▸ Dataset entries
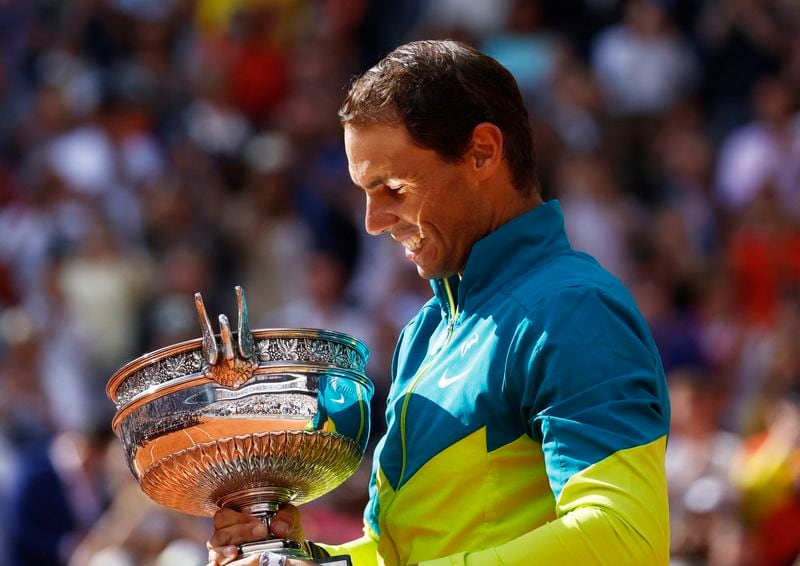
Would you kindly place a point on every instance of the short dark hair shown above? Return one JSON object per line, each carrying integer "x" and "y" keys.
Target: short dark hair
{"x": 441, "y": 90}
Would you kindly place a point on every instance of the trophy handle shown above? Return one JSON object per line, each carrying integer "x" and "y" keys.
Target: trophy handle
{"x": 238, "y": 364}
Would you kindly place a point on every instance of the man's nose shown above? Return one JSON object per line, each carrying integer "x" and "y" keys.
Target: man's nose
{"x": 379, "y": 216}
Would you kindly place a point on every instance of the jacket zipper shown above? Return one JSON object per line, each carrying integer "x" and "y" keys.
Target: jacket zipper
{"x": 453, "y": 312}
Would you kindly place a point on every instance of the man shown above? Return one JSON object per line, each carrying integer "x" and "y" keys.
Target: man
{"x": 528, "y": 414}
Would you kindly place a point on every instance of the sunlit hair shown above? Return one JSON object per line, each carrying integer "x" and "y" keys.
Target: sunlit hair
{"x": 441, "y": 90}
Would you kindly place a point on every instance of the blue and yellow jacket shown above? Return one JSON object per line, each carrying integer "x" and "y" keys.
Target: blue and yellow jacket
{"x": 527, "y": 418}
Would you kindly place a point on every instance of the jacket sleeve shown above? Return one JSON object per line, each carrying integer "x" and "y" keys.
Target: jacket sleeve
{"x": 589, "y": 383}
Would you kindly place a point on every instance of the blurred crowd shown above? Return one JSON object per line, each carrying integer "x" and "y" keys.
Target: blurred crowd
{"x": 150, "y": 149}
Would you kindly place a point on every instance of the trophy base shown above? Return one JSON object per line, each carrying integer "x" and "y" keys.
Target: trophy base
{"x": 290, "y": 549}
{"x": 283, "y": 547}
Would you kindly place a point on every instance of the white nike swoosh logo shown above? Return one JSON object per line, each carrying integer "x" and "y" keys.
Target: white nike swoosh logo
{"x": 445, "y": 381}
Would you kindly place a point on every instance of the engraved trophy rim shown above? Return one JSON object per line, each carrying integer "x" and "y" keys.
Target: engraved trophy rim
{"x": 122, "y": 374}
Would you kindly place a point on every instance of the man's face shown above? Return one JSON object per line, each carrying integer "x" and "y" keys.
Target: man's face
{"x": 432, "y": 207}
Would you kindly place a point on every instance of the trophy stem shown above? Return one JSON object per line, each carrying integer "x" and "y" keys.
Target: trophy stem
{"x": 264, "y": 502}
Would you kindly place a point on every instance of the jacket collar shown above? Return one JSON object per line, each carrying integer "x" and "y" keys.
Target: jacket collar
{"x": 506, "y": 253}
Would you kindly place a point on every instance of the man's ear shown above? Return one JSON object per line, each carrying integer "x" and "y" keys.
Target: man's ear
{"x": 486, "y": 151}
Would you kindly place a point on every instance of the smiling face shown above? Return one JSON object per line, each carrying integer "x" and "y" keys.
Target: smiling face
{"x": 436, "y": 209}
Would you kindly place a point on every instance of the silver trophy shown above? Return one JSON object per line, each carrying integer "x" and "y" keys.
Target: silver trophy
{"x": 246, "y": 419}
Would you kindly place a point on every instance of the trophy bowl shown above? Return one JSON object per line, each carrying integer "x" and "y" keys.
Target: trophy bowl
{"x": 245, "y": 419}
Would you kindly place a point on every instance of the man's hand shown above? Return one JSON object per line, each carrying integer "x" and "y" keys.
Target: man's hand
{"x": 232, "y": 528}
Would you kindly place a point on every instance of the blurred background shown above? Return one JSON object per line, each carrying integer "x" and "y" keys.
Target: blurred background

▸ Description of the task
Write the lines out verbatim, from the one with "of the white" through the last line of the entries, and stop there.

▸ Output for this task
Would you kindly place a point on every instance of the white nike swoosh logo shown above? Return one JSON object per line, each carrying integer "x" and "y" keys.
Target: white nike swoosh logo
{"x": 445, "y": 381}
Would you kindly place a point on every instance of the engraved trophy rim shown above? Return one JSON object per line, each carrying integer "x" and "y" keys.
Target: engraved trophy rim
{"x": 122, "y": 374}
Would you kindly place a point on every instance of the man's face shown above? Return one JSON object per line, each carrying integer "x" and "y" keys.
Target: man's face
{"x": 432, "y": 207}
Would you kindly place a point on every instance of the trophy stem shown above? Return one JSON object per line, each carrying integer "x" and "y" keys.
Target: trophy stem
{"x": 264, "y": 502}
Would you kindly place a point on every instance of the jacket collar shown above? Return one JSON object per line, each carrying integer "x" and "y" keys.
Target: jacket collar
{"x": 506, "y": 253}
Would you kindly place a point on every instance of the man's ear shown above? Return one JSON object per line, each carrying integer "x" and "y" keys.
Target: man's ear
{"x": 486, "y": 151}
Would you kindly place a point on every instance of the smiling face shown above? Return one JSON object per line, each carrying integer "x" and "y" keys.
Target: smiling face
{"x": 436, "y": 209}
Would you kindly place a point on every instance of the silver trophy shown above? Return one JSON object per line, each carrying integer "x" and "y" keys.
Target: silver trophy
{"x": 246, "y": 419}
Would you kindly place a point on every instance of the trophy bowl shown above? Return one JSON object per line, each carrying integer "x" and "y" keys.
Target: trophy bowl
{"x": 245, "y": 419}
Would you kindly place a point on every instance of the man's hand shown above? Return one JSON object per line, each carrying integer "x" and "y" keys.
Target: man's hand
{"x": 232, "y": 528}
Would you kindly place a point on every instance of the blurred background shown above? Return one JSON object per line, each carrying integer "x" and "y" keys.
Target: blurred background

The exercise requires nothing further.